(Task goal): Would you work out how many lines below include the word "kangaroo"? Only that number is wanted.

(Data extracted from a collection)
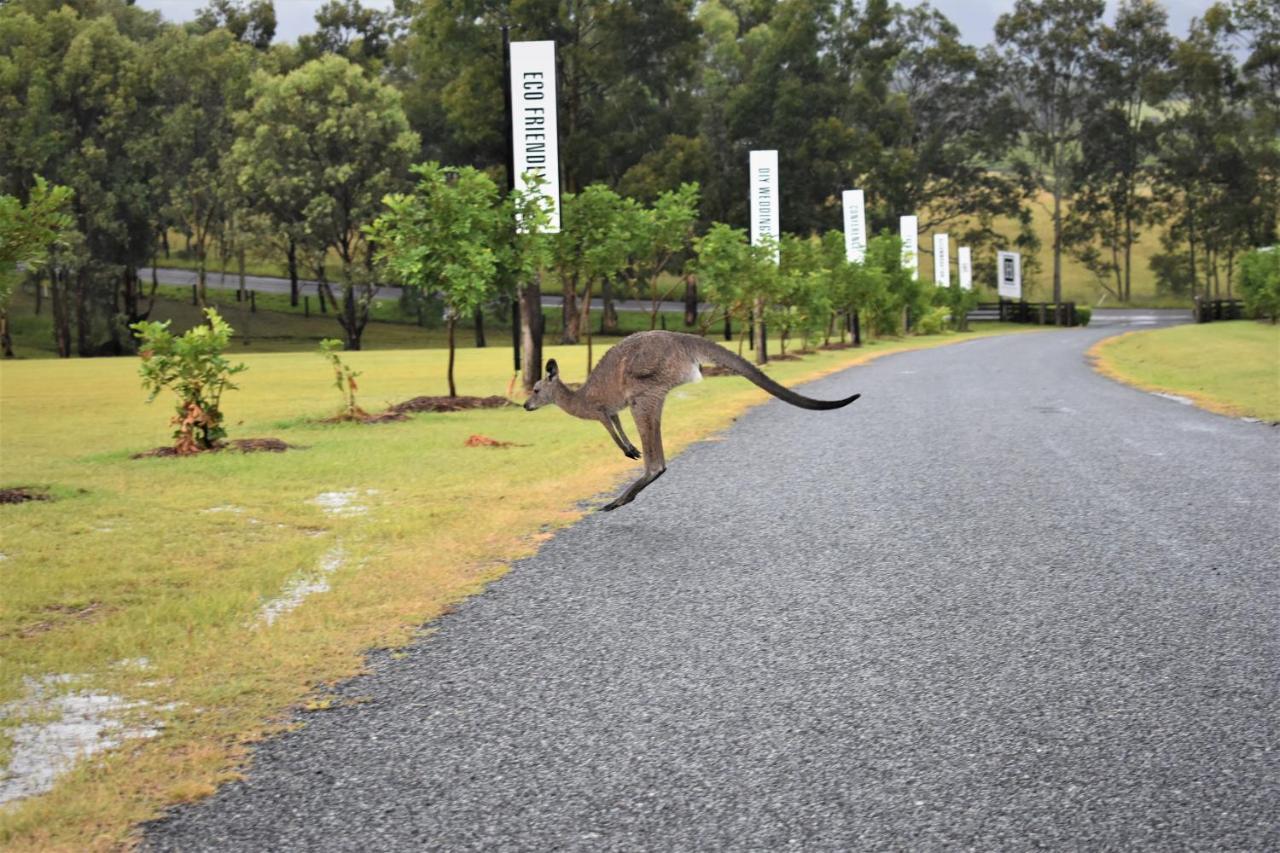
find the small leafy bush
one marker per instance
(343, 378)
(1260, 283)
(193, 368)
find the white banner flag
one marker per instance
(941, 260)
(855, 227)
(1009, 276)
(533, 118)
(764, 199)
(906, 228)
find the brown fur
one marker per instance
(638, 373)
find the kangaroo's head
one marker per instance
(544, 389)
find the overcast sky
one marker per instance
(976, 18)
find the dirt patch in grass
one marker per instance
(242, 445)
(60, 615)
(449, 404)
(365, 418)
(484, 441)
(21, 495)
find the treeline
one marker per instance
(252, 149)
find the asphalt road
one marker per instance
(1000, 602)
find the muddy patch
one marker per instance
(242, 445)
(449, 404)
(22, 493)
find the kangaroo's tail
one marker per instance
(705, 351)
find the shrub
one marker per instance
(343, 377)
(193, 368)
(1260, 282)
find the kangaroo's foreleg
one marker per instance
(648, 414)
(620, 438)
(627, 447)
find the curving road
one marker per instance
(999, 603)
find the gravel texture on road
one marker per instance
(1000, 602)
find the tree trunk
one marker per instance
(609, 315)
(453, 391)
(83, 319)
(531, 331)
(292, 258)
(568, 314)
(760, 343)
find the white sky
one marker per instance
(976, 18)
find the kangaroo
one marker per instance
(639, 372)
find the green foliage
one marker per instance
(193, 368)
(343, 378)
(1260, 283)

==

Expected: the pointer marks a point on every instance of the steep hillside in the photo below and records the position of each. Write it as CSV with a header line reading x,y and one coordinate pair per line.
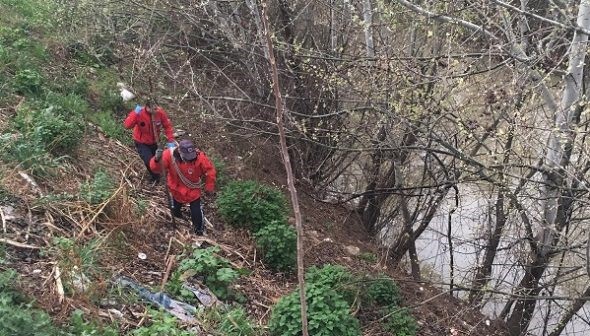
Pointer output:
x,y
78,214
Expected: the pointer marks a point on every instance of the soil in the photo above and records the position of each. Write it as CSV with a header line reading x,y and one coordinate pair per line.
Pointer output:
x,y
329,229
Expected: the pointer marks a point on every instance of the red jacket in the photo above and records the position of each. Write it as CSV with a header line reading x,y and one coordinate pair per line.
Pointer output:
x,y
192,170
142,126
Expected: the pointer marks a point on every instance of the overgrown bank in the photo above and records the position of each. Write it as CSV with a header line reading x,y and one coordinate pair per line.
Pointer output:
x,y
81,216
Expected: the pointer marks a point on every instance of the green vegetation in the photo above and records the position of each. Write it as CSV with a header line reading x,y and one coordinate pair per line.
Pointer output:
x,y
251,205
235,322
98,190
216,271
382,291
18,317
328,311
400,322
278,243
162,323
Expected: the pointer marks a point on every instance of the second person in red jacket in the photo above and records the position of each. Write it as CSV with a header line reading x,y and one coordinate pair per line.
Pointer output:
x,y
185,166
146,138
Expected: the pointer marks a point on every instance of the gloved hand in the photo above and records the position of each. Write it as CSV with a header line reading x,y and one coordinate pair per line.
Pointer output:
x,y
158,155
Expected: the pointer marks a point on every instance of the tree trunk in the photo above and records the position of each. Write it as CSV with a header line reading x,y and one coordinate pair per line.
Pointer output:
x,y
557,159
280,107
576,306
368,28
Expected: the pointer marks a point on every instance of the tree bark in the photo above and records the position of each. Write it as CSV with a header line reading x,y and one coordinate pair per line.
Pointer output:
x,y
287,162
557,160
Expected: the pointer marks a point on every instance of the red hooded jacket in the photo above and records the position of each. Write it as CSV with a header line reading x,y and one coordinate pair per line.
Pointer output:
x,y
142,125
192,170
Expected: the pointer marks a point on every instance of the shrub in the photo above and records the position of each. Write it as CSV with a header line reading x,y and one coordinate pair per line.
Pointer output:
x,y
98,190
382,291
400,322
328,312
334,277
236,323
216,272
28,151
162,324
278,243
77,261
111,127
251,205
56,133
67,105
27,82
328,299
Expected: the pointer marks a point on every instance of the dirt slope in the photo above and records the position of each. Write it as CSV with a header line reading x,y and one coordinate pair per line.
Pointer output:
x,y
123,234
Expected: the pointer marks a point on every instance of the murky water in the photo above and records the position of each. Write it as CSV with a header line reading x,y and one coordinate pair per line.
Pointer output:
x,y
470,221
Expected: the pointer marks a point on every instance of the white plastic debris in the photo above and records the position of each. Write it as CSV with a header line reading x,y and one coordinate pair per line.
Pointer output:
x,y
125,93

(Problem solution): 4